▶ WHAT THE TASK ASKS
Exactly as written, reproduce the lines from the one that contains "In this exercise you will mark the building window" through the end of the records.
SUPPLIED ENTRIES Block Start
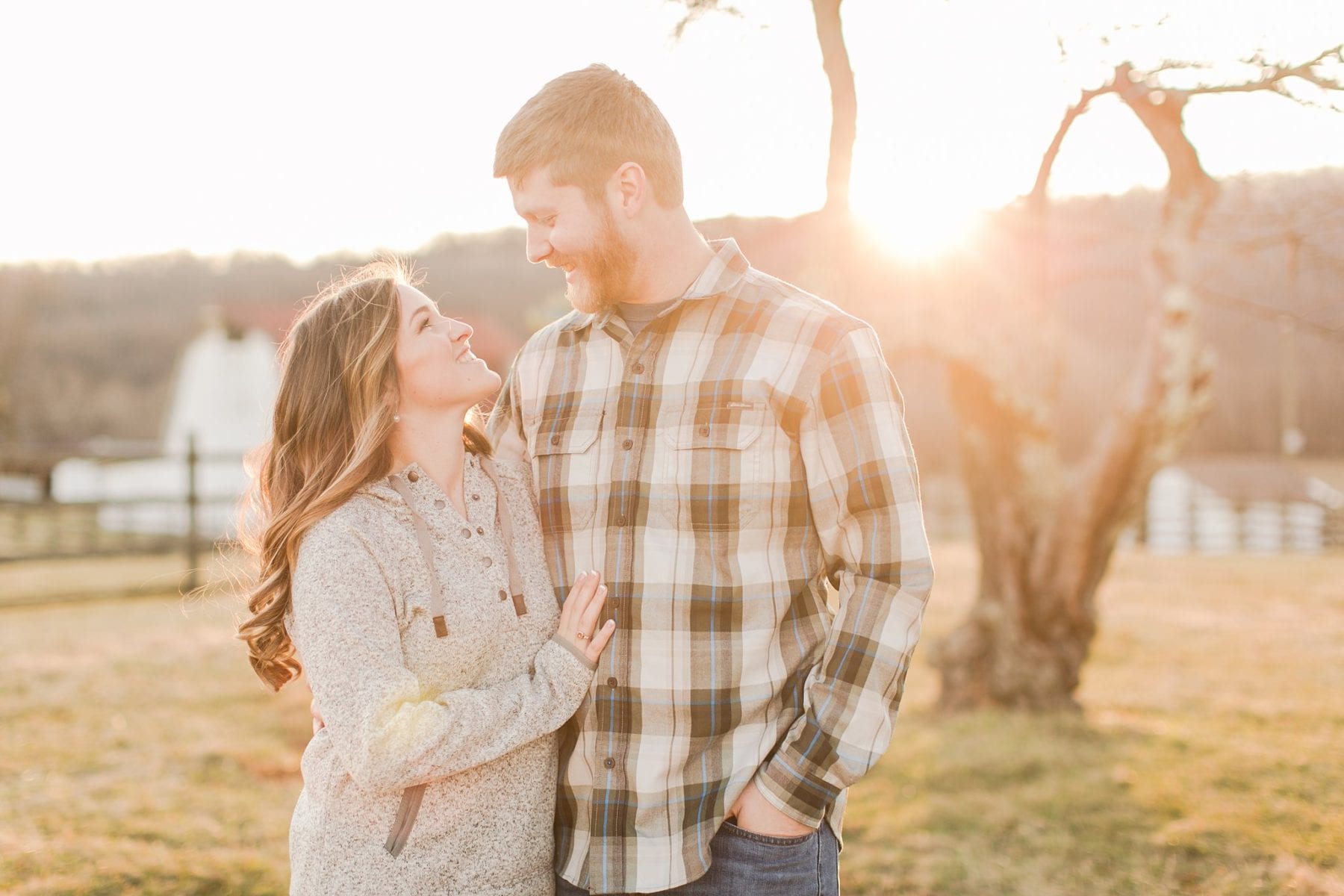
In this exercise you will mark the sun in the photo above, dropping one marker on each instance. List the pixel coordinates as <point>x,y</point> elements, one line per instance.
<point>917,227</point>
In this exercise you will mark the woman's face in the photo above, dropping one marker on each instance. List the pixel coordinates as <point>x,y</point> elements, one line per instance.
<point>435,361</point>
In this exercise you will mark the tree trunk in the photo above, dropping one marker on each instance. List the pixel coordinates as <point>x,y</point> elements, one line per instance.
<point>1048,535</point>
<point>844,107</point>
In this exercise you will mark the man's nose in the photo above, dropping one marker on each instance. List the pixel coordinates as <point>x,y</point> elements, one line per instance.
<point>537,247</point>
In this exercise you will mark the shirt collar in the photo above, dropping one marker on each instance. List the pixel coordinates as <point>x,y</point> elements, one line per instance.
<point>725,270</point>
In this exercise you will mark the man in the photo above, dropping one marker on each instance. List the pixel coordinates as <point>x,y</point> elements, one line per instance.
<point>719,444</point>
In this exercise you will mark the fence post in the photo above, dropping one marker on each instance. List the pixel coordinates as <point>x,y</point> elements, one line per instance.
<point>193,544</point>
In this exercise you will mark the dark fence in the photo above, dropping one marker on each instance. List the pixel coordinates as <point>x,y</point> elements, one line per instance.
<point>34,526</point>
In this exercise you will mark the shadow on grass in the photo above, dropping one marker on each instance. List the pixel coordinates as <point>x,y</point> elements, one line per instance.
<point>996,802</point>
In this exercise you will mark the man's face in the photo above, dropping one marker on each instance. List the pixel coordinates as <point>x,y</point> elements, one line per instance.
<point>569,231</point>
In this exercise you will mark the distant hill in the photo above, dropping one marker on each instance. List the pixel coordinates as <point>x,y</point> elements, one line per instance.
<point>89,349</point>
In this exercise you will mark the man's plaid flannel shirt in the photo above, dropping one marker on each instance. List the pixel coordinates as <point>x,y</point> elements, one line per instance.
<point>719,469</point>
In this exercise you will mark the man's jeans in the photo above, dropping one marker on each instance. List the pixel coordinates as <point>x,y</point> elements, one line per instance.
<point>749,864</point>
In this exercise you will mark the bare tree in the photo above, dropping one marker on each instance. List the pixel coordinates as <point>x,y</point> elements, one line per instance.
<point>844,105</point>
<point>1048,529</point>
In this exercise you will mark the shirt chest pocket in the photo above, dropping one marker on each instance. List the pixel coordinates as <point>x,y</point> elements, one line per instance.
<point>566,467</point>
<point>712,467</point>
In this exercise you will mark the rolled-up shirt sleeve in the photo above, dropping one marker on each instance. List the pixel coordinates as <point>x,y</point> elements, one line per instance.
<point>865,499</point>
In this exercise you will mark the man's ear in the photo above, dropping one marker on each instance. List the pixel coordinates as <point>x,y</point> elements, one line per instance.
<point>631,187</point>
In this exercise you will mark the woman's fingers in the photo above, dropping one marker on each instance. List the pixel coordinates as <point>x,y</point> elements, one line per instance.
<point>598,641</point>
<point>593,612</point>
<point>579,595</point>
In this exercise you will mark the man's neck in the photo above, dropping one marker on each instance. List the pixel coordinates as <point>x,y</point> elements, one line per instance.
<point>672,258</point>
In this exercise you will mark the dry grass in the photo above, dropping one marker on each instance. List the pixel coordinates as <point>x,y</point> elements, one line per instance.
<point>141,756</point>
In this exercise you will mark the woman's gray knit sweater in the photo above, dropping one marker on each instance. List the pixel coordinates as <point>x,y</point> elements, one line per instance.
<point>470,715</point>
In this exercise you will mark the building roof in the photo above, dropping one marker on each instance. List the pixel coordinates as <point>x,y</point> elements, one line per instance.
<point>1242,477</point>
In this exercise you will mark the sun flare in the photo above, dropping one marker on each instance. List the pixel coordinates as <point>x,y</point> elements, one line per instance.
<point>918,230</point>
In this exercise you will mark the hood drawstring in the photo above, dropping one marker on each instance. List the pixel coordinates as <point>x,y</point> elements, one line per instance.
<point>503,523</point>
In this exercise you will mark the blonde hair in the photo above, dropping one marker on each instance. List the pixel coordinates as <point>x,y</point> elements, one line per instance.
<point>585,125</point>
<point>329,438</point>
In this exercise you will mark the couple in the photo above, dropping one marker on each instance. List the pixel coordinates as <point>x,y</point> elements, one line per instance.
<point>586,648</point>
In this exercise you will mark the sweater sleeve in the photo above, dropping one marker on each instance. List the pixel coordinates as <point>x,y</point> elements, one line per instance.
<point>388,731</point>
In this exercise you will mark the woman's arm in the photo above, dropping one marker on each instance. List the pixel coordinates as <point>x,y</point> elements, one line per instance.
<point>388,729</point>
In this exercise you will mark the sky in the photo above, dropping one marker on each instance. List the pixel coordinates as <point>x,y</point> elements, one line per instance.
<point>309,128</point>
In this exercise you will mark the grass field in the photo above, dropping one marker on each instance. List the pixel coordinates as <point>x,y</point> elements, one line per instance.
<point>140,755</point>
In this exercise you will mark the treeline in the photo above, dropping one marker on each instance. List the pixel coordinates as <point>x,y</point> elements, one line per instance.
<point>89,351</point>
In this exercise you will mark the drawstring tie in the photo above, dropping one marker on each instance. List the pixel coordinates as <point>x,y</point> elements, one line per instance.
<point>503,524</point>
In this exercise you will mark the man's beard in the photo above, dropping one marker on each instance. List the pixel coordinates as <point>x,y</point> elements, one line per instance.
<point>606,270</point>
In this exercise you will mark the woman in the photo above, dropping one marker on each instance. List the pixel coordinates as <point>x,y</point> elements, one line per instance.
<point>405,571</point>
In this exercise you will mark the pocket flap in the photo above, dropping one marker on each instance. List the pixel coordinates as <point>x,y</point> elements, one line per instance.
<point>557,435</point>
<point>725,425</point>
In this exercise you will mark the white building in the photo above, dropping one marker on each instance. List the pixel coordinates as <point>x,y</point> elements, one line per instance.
<point>1230,504</point>
<point>223,394</point>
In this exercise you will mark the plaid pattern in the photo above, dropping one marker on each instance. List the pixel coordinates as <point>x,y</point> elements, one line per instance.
<point>718,469</point>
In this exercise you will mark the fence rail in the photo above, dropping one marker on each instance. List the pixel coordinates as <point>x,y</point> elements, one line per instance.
<point>187,523</point>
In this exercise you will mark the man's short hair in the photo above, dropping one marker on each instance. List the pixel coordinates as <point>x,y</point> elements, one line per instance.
<point>585,125</point>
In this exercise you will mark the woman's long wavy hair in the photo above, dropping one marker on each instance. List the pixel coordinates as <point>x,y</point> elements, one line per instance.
<point>329,438</point>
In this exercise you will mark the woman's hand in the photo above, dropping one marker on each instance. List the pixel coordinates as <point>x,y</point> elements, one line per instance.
<point>579,615</point>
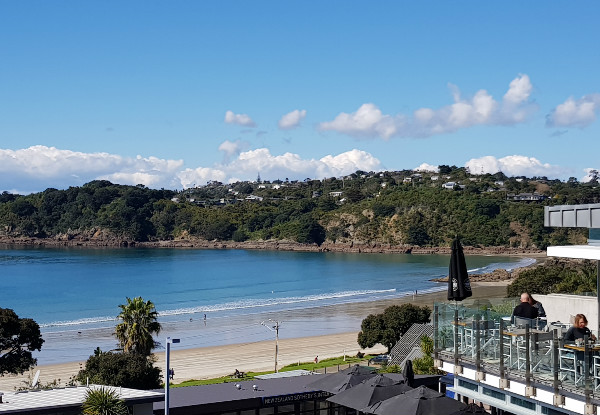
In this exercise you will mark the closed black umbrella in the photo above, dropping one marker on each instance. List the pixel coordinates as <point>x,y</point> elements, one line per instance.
<point>459,286</point>
<point>342,380</point>
<point>376,389</point>
<point>408,372</point>
<point>419,401</point>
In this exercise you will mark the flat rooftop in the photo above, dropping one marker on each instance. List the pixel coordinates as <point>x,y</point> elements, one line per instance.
<point>52,400</point>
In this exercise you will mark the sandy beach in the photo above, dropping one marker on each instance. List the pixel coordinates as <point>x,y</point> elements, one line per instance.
<point>210,362</point>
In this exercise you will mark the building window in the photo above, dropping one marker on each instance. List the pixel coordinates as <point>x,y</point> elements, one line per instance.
<point>522,402</point>
<point>494,394</point>
<point>286,409</point>
<point>468,385</point>
<point>552,411</point>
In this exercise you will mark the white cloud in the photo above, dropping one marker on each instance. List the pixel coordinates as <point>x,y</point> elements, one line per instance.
<point>37,168</point>
<point>514,166</point>
<point>232,148</point>
<point>367,121</point>
<point>575,113</point>
<point>481,109</point>
<point>291,120</point>
<point>239,119</point>
<point>427,167</point>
SUPPLIED ENTRIES Block End
▶ SOLUTION FOR THIS PROBLEM
In this exercise you will mark the building window in the photo above, dropping one marker on each instance. List the pixel coordinates as <point>x,y</point> elements, one line per instance.
<point>522,402</point>
<point>494,394</point>
<point>286,409</point>
<point>468,385</point>
<point>552,411</point>
In this exercise you will mark the white cloud in the photo above, dropping one marker on each instance. List the pixel coordinates as <point>x,y</point> elements, one line per instance.
<point>37,168</point>
<point>514,166</point>
<point>232,148</point>
<point>367,121</point>
<point>575,113</point>
<point>481,109</point>
<point>291,120</point>
<point>239,119</point>
<point>427,167</point>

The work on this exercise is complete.